→ Data provided:
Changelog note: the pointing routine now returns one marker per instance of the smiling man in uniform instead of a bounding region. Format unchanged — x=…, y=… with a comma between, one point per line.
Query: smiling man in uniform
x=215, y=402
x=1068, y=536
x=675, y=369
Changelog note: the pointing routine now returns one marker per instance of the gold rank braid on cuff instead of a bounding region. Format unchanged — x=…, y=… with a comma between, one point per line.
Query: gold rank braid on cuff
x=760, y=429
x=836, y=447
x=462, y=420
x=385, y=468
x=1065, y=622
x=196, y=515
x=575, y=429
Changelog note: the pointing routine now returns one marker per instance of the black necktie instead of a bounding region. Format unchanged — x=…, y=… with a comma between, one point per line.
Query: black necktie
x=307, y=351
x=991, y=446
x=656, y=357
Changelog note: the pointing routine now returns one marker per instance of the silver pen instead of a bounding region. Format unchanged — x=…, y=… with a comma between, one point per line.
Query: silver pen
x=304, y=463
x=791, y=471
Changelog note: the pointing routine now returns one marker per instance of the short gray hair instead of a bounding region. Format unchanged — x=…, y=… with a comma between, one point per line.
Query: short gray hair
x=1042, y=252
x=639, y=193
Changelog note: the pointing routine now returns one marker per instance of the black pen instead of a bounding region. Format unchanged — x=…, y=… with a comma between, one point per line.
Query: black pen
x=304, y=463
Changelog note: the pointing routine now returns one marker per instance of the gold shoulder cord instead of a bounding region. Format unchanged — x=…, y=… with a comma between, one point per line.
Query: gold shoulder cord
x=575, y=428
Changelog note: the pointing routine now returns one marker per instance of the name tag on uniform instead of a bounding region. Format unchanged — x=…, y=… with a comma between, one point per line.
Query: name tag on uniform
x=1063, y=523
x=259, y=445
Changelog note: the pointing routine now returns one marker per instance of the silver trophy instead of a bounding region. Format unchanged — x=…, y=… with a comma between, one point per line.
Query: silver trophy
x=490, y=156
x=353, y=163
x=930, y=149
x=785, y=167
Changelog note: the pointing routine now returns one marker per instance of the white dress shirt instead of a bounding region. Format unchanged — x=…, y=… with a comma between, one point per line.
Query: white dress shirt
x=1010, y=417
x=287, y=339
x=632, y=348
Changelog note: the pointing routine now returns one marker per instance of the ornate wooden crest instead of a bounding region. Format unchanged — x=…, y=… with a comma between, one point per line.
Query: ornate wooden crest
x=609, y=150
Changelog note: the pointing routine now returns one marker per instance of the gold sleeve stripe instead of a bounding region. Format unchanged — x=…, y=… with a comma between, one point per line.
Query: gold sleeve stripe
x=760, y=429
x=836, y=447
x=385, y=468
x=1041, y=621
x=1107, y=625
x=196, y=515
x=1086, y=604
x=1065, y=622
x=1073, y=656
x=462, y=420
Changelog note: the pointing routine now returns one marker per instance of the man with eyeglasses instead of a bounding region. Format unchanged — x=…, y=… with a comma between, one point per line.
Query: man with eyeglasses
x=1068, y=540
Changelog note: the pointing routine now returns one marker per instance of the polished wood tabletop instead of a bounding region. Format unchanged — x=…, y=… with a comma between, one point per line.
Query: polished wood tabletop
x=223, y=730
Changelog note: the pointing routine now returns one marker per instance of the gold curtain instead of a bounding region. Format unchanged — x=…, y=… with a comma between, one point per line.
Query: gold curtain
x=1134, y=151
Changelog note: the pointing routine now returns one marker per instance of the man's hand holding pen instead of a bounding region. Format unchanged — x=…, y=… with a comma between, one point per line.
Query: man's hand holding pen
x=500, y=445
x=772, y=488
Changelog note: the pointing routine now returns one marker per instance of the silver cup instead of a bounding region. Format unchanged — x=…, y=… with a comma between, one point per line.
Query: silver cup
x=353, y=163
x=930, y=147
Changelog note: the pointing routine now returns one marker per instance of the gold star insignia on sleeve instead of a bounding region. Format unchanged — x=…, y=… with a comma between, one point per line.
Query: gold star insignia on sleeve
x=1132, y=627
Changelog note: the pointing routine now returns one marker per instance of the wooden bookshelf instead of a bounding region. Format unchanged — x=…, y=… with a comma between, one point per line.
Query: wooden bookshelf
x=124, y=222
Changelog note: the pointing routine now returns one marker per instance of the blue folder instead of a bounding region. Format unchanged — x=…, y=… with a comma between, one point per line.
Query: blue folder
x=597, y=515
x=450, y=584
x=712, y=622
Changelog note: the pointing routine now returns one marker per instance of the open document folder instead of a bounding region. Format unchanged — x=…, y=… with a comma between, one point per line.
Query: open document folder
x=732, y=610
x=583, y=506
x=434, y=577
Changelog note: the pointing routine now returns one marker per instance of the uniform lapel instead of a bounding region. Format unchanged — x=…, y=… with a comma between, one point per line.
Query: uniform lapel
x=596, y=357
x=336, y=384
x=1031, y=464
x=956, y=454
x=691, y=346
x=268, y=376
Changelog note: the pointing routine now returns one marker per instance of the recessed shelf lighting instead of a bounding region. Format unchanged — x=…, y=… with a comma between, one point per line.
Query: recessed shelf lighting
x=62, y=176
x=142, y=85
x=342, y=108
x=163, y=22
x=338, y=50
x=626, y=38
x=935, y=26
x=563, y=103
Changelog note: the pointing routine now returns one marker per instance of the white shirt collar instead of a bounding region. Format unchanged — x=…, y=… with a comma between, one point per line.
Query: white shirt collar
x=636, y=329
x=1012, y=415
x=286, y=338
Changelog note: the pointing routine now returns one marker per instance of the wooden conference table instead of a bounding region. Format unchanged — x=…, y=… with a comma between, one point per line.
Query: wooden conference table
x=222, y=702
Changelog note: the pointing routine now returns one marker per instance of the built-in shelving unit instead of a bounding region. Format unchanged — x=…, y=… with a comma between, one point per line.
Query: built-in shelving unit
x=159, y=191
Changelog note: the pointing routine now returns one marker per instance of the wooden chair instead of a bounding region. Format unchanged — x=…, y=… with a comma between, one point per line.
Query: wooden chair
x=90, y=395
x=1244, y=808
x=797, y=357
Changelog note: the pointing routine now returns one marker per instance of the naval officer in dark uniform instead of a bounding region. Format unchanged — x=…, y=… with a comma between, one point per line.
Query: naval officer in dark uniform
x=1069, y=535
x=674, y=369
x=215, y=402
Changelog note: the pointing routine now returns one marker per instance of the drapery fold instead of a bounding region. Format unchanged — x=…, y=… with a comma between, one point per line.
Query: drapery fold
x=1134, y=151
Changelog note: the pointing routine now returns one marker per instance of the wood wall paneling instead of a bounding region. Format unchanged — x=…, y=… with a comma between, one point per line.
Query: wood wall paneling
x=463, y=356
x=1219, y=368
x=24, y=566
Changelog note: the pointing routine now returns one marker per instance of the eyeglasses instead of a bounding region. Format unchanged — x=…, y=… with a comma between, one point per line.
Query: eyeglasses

→ What the exercise asks: Copy the material above, line for line.

→ Expected answer:
Changelog note: the pointing routine now returns one marker per instance of the smiling man in uniform instead of a bounding region. Format unchanged — x=…, y=… with a comma between, one point per line.
Query: smiling man in uniform
x=215, y=402
x=1068, y=536
x=675, y=369
Changelog note: the pointing routine now returns one marker per instance of the gold rank braid on cuff instead of a bounding region. Format unchanged — x=…, y=… with a comma between, one point per line.
Query: gold rank braid on cuff
x=760, y=429
x=836, y=447
x=462, y=420
x=385, y=468
x=1065, y=622
x=196, y=515
x=575, y=429
Changelog note: the pointing routine now returns one marker per instance of the black necktie instead of a bounding region. Format unchanged — x=…, y=… with a comma between, one point per line.
Query: black necktie
x=307, y=351
x=991, y=446
x=656, y=357
Changelog note: the pointing routine now returns one marker per instance of the silver pen instead of a bounding region. Format unchanged — x=…, y=… with a comma between, one point per line.
Query: silver pen
x=304, y=463
x=791, y=471
Changelog note: the pointing routine now returns one marker per instance of the short gray hair instead of a bounding region. Format unchanged — x=…, y=… with a comma between, one point per line.
Query: short gray hair
x=1042, y=252
x=639, y=193
Changelog note: the pointing routine now returns one marker per instance of the black pen instead of a bounding region. Format unchanged — x=…, y=… with a comma between, one point per line.
Query: black pen
x=304, y=463
Changelog note: the pointing routine now returns one marker per instance of the gold shoulder cord instead of a bounding region. Format unchanged — x=…, y=… with a comma between, one point per line.
Query: gold shoulder cord
x=575, y=428
Changelog note: the pointing routine now returns one marker per instance of the name tag on uniform instead of a bounding region. Format unchanged — x=…, y=… with a comma between, one point per line.
Query: name tag on uniform
x=1063, y=523
x=259, y=445
Changelog note: the pointing routine now returns one marker per instance of the silver trophy instead of a bounding region. Format unchanged — x=…, y=… with a comma between, one point per line.
Query: silver trophy
x=490, y=156
x=353, y=163
x=930, y=149
x=785, y=167
Changelog note: the pointing routine now returns one marker per instance of the white dress shirt instead of a bounding region. Format unchanged — x=…, y=… with a comma between, one point per line.
Query: white dress shirt
x=1010, y=417
x=287, y=339
x=632, y=348
Changelog note: the pointing routine now returns one marker per instance of the ornate wooden crest instead of a bounding region. Format unchanged — x=…, y=… with a comma between, one point per line.
Query: ornate wooden crest
x=609, y=150
Changelog note: the pointing routine now returns one marker per instance of the gold sleeve stripe instead of a bounding region. Format unchanged — x=…, y=… with a comma between, one point per line.
Query: gold sleeve stripe
x=760, y=429
x=836, y=447
x=385, y=468
x=1041, y=621
x=1107, y=625
x=196, y=515
x=1086, y=604
x=1065, y=622
x=1073, y=656
x=462, y=420
Changelog note: the pointing routine now returns one marker per instance of the man with eyeglasses instead of a bounding region. Format unchanged — x=…, y=… with a comma between, one point per line.
Query: man with eyeglasses
x=1068, y=540
Changelog note: the pointing routine now returns one marker per instance of the polished wood tabletop instead of a bounding region. Format unchanged — x=…, y=… with a comma between, one point per line.
Query: polished wood tabletop
x=223, y=730
Changelog note: the pointing routine now returns one marker per instance of the gold curtain instead of a bounding region. Format unchanged — x=…, y=… with a comma between, one point per line.
Query: gold curtain
x=1134, y=151
Changelog note: the pointing routine now returns one marker per instance of the man's hand holding pen instead of a bounding region. Format unchanged — x=…, y=… with a comma between, one point per line.
Query: man's hand holding pen
x=500, y=445
x=772, y=488
Changelog note: the pointing routine now returns one marker per instance of the silver cup instead of a bounding region. Format unchanged — x=…, y=… with a comma between, one point per line.
Query: silver cup
x=353, y=163
x=930, y=147
Changelog note: the pointing routine now returns one marker per instance of the gold star insignia on sleeve instead of a bounding region. Format unchanged — x=…, y=… with a comma between, one point per line.
Query: gold star insignia on sleeve
x=1132, y=627
Changelog note: the pointing routine now returns one marker per instance of the wooden bookshelf instead of a bounding region. Format unchanged — x=…, y=… with a comma between, one point per line.
Query: wooden bookshelf
x=124, y=222
Changelog note: the pointing routine now returns one marker per instance of the blue folder instead of a bounding region. Format unchanged — x=…, y=… with a comma between, one point per line.
Query: blue folder
x=597, y=515
x=450, y=584
x=712, y=622
Changelog note: the pointing routine now returns one marker per instance of the open document folder instead of a bounding region. Format unchanged — x=…, y=… with a comma between, one point per line.
Query: open document folder
x=732, y=610
x=583, y=506
x=434, y=577
Changelog note: the pointing routine now returns one marker per instance of the uniform lapel instead of a bounding region. Format unchanged — x=…, y=… with a comma between, one point per line.
Query: uniform lapel
x=596, y=357
x=336, y=384
x=1031, y=464
x=956, y=454
x=691, y=346
x=268, y=376
Changelog note: the pointing routine now returns one marker per instance of the recessed shelf lighting instead of a bounding region. Format unchanged — x=…, y=… with a comma between, one point per line.
Query: recessed shelf lighting
x=62, y=176
x=142, y=85
x=342, y=108
x=163, y=22
x=338, y=50
x=626, y=38
x=935, y=26
x=563, y=103
Changelog note: the pointing routine now returns one marker per instance of the white shirt collar instead of a bounding region. Format unchanged — x=…, y=… with a comma between, one point per line.
Query: white shirt collar
x=636, y=329
x=1012, y=415
x=286, y=338
Changelog note: the pointing routine now returns one marker per instance of the wooden conference table instead of a bounding region. Format unchanged — x=…, y=… with a comma between, one point per line.
Query: wooden conference table
x=222, y=702
Changelog note: the pointing routine now returns one marker per instance of the built-in shelving unit instead of a bounding region. Format unchanged — x=…, y=… with a comma between, one point per line.
Query: built-in shelving unit
x=159, y=191
Changelog note: the pointing routine now returns one marker per instance of the wooden chair instead of a bounding region. Format unchanged — x=…, y=… with a comma between, one point per line.
Query: wooden chair
x=90, y=395
x=1244, y=808
x=797, y=357
Changelog note: the pointing routine now returns one marker per instance of the naval officer in dark uniform instead of a bounding region. Format unchanged — x=…, y=… with a comma between, one point per line.
Query: naval officer in dark uniform
x=1069, y=535
x=674, y=369
x=215, y=402
Changelog note: the pointing routine now returns one marker per instance of the drapery fold instead of a bounding region. Format unchanged — x=…, y=… with a comma between, one point per line.
Query: drapery fold
x=1134, y=151
Changelog note: the pointing routine now returns one marker per instance of the wood wall paneling instead of a bounding region. Format unchanged — x=…, y=… with a comma between, one point per line.
Query: wood wall paneling
x=463, y=356
x=1219, y=368
x=24, y=566
Changelog note: the pointing routine now returns one marker per instance of the eyeglasses instead of a bounding region. Format unchanged — x=…, y=… with a comma between, one point per line.
Query: eyeglasses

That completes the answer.